>> begin Dataset records
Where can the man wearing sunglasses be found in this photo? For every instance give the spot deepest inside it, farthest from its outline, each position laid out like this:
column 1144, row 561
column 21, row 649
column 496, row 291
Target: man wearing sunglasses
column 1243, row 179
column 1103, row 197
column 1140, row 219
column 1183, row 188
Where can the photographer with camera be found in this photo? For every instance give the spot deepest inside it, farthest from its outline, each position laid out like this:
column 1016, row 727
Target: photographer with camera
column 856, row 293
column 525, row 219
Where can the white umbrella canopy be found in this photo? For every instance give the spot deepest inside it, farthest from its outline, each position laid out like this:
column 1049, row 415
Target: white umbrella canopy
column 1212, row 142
>> end Dataset records
# Task brief
Rewrite the source records above, changing every "farthest from its outline" to "farthest from its edge" and leaving everything else the same.

# Finished answer
Where can the man wearing sunglasses be found in this photo? For every instance give the spot deepest inside it, farthest from its edge, each position laid out like this:
column 1144, row 561
column 21, row 649
column 496, row 291
Target: man wearing sunglasses
column 1243, row 179
column 1103, row 197
column 1140, row 219
column 1183, row 188
Where can the photographer with camera be found in this photo? For every instance give the spot deepest inside it, farthest from its edge, each position laid out like this:
column 1016, row 727
Target: photographer with camera
column 856, row 293
column 525, row 219
Where can the white umbrella canopy be found in this photo? For every instance give the spot deepest inside it, farthest from its edge, each position laid out like this:
column 1049, row 415
Target: white umbrella canopy
column 1212, row 142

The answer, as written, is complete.